TASK REQUIREMENTS:
1 – List the usernames of everyone who posts in the Hopper broadband thread below, naming each person once.
2 – Reproduce word for word the passage of the Hopper broadband thread below, starting at "I reset again." and ending at "access these features.".

SOURCE EXCERPT:
──────────

# Hopper not recognizing broadband connection



## dmspen (Dec 1, 2006)

Last night I went to browse OnDemand. "You must have an internet connection" my Hopper told me.

That's odd, it was working yesterday. I went to the Boradband section and the link said it was OK. I reset anyway and it failed. I reset again and it came back OK.

Went back to check OnDemand. "You must be connected to the internet to access these features".

I reset again. I even reset the Network which, I assume, is the Hopper Joey link. It said my Master Bedroom Joey was in use and this would interrupt it. Hmmm, last I checked, it was off. Reset the Network and the broadband connection. All looks good. Back to OnDemand

You must have a broadband connection to access these features.

I'm going to do some troubleshooting today but this is very annoying. Any ideas or experieces to share?


----------



## jerry downing (Mar 7, 2004)

Try resetting your router. Mine has created issues like this in the past and I plan on replacing it.


----------



## saberfly (Apr 5, 2010)

I had same issue. On the on demand screen it said press record to try connection again. I did that and its been fine since.


----------



## dmspen (Dec 1, 2006)

Well, I did absolutley nothing and everything was fine the next morning.

I guess there is no way to tell where the problem was. I don't thin it was my router as all my other connections were working fine. I imagine it could have been a DNS issue with Comcast, but again, everything else was fine.

I'm updating my router and switch this week so if it happens again that would exonerate my current Netgear router (hate it).


----------



## sregener (Apr 17, 2012)

Not sure what the issue is with mine, but in spite of a broadband connection that looks good, selecting OnDemand or [email protected] from the Menu simply returns to live tv. No error messages.


----------



## jhharelik (Oct 19, 2011)

Had Hopper/Joey about a week, from previous VIP922 (never got to work). Same problems as listed above. Broadband connection indicates no problem, yet trying OnDemand/[email protected] yields nothing but returning to live TV. Must be one of the seemingly continuous software bugs. I'll try update, but wanted to document the problem.


----------

──────────

PROVIDED MATERIAL:
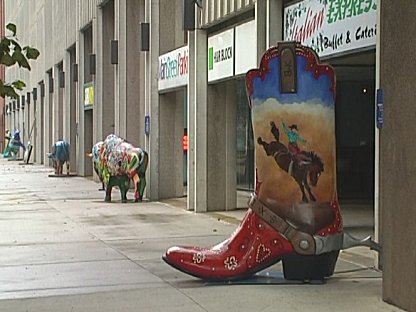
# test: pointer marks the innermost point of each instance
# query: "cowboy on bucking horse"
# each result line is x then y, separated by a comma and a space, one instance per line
293, 137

──────────

LIST OF SOLUTIONS:
1 – dmspen, jerry downing, saberfly, sregener, jhharelik

2 –
I reset again. I even reset the Network which, I assume, is the Hopper Joey link. It said my Master Bedroom Joey was in use and this would interrupt it. Hmmm, last I checked, it was off. Reset the Network and the broadband connection. All looks good. Back to OnDemand

You must have a broadband connection to access these features.